Passage shown:

Kuwait's new Law No. 6 of 2010 (the "Labour Law"), enacted February 21st, 2010 following its publication in the Official Gazette, replaces the previous labour law in its entirety. Besides providing for greater flexibility with respect to employee leaves and working hours, the Labour Law differs from the previous labour regulations with respect to end-of-service indemnities, reducing the restrictions for the establishment of unions, and expanding the rights of female employees. The Labour Law is retroactive in the sense that it regulates current and old contracts; however employees may not claim any benefits granted under the new law if they have resigned prior to its enactment. The bylaws, which will address issues such as the transfer and issuance of residence permits as well as the issuance of arrest warrants against employees, are expected to take effect in six months.

Source data:
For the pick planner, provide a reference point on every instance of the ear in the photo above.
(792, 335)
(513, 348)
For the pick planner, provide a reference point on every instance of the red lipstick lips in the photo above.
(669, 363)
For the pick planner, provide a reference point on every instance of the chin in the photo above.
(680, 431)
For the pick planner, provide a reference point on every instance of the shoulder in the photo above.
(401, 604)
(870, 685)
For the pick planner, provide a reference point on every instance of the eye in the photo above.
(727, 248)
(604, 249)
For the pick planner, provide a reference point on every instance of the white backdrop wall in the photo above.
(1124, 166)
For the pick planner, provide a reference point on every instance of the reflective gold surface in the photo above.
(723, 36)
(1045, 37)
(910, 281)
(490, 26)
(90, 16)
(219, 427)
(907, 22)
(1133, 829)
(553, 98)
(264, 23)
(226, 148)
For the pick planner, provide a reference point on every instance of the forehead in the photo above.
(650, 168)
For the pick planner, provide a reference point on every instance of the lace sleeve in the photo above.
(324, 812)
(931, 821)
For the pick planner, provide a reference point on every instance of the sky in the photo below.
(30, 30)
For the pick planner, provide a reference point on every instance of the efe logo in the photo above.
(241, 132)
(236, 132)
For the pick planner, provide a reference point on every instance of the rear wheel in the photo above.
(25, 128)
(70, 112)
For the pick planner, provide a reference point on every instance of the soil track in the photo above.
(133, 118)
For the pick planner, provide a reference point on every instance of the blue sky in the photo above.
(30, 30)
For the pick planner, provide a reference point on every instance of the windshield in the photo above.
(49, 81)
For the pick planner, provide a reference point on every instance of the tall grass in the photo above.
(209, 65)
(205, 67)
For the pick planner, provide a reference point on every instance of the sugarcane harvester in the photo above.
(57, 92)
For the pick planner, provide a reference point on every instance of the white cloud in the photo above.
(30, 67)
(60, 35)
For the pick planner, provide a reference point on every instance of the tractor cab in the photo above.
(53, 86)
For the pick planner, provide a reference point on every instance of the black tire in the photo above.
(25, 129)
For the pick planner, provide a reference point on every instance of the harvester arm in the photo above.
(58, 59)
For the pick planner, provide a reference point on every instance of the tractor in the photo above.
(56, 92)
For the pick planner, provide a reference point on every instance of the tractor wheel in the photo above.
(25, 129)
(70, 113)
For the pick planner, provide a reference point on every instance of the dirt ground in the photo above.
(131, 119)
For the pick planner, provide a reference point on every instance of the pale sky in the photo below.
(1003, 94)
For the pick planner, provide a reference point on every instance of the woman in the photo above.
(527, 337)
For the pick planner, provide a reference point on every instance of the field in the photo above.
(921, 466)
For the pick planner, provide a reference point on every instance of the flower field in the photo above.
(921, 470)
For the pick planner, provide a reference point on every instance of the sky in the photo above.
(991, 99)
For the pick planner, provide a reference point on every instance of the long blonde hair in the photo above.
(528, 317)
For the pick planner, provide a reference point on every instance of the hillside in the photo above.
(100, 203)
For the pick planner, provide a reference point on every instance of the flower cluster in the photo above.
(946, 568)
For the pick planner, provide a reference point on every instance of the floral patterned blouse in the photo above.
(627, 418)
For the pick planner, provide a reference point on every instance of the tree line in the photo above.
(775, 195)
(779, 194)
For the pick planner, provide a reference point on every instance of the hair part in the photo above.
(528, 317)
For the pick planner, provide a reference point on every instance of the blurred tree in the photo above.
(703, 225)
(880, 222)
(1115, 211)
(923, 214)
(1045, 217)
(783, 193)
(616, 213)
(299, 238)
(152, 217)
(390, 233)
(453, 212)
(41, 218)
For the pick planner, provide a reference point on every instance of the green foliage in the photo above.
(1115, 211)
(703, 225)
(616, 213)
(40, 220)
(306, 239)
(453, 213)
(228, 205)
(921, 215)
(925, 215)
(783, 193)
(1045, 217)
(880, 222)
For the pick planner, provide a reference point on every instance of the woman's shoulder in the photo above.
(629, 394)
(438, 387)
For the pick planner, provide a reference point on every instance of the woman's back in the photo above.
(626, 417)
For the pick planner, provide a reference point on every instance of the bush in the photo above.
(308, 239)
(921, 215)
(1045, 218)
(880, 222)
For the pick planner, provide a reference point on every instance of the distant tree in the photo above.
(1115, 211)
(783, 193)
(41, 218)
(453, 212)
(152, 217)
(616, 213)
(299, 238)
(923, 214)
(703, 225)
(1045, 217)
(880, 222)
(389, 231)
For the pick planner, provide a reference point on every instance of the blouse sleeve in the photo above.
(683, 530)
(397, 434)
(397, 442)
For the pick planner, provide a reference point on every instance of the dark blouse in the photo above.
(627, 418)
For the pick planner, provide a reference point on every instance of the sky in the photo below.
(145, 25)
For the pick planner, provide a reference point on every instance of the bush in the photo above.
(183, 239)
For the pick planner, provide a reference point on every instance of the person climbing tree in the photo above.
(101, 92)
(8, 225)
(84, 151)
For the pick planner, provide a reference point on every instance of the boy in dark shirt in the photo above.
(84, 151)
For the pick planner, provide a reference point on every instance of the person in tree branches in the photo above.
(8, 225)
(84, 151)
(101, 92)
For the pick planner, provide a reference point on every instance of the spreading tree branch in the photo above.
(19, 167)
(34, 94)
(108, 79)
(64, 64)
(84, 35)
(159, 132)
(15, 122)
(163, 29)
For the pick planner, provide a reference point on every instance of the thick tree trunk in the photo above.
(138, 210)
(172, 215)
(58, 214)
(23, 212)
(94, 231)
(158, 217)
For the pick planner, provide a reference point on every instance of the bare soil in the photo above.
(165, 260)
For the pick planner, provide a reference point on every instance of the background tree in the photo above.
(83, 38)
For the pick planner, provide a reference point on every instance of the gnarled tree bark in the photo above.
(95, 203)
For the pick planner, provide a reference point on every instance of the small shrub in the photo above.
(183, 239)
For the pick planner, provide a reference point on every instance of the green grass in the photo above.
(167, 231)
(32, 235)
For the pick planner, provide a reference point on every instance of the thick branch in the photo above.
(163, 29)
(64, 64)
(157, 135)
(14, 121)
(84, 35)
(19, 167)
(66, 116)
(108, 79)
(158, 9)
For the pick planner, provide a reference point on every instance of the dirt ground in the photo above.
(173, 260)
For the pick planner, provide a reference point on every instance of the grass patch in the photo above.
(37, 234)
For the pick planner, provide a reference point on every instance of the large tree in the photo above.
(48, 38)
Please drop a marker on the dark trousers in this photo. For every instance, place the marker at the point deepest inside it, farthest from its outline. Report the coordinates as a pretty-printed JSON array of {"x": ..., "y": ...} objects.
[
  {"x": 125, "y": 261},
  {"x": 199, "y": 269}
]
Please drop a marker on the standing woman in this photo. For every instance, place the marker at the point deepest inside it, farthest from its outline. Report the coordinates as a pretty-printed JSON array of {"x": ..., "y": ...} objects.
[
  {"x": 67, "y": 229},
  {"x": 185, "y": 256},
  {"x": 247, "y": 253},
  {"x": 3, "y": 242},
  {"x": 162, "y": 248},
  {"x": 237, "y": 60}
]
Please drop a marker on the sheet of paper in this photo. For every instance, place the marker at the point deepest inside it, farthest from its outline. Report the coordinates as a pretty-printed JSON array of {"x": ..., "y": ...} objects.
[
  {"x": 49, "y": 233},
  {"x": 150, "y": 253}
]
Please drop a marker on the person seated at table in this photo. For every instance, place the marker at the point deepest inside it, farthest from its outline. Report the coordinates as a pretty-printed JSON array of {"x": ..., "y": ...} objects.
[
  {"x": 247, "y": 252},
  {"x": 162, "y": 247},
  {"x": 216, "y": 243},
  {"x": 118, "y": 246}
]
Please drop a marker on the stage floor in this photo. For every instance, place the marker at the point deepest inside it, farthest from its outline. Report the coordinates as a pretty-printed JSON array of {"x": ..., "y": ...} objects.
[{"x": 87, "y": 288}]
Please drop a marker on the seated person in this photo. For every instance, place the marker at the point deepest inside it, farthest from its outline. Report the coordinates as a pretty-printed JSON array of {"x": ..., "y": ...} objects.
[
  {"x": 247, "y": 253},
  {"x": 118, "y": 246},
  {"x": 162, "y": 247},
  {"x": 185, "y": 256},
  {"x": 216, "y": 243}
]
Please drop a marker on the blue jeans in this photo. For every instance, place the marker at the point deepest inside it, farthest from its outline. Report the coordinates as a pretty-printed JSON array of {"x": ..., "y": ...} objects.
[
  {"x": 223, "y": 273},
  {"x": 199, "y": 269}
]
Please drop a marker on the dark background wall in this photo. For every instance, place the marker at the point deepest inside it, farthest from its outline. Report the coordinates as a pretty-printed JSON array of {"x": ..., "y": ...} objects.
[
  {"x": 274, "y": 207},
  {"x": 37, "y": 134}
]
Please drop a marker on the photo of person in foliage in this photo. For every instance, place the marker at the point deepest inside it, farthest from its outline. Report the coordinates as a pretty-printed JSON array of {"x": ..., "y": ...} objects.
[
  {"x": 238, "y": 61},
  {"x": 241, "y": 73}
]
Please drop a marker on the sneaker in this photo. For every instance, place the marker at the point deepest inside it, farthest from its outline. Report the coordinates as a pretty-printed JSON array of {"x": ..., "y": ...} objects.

Work request: Please turn the paragraph beginning "Kuwait's new Law No. 6" in the passage on Kuwait's labor law into a short bulleted list that keeps its main facts. The rows have no connection to the passage on Kuwait's labor law.

Task result:
- Kuwait's Law No. 6 of 2010 (the "Labour Law") was enacted February 21st, 2010, after publication in the Official Gazette, and fully replaces the previous labour law.
- It allows more flexibility in employee leaves and working hours.
- It changes end-of-service indemnities, eases restrictions on setting up unions, and expands the rights of female employees.
- It applies to both current and old contracts, but employees who resigned before its enactment cannot claim benefits under it.
- Bylaws covering matters such as residence permits and arrest warrants against employees are expected to take effect in six months.